### DATASET RECORDS

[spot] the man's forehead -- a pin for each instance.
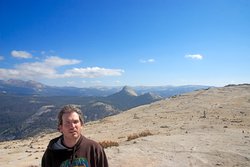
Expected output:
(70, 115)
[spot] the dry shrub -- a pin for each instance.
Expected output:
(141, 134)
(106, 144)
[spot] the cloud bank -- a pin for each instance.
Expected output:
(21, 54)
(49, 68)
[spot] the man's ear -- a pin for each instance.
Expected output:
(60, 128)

---

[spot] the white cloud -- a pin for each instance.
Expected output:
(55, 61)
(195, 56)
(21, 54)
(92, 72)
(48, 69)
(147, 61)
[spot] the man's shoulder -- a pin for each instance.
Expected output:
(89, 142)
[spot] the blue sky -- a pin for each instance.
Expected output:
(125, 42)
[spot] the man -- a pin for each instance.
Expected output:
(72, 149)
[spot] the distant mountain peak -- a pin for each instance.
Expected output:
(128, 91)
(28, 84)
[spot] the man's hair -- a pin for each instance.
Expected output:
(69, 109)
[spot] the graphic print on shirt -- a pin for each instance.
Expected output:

### WHAT YOU NEED TO DO
Gather every line in the listing above that contains the word "instance", and copy each one in full.

### EXERCISE SOLUTION
[spot] the man's forehead -- a pin for each instance.
[spot] the dry shrub -- a pin for each instance.
[spot] the cloud bank -- a pin for each instance.
[spot] the man's ear -- a pin for each instance.
[spot] the white cloud -- a pin for each instance.
[spot] the man's shoulder -- a pin for each instance.
[spot] the blue sky -- a pin for each instance.
[spot] the man -- a pin for each instance.
[spot] the distant mountain peak -- a pin for each instance.
[spot] the man's hair -- a pin for each instance.
[spot] the graphic print on shirt -- a pin for each instance.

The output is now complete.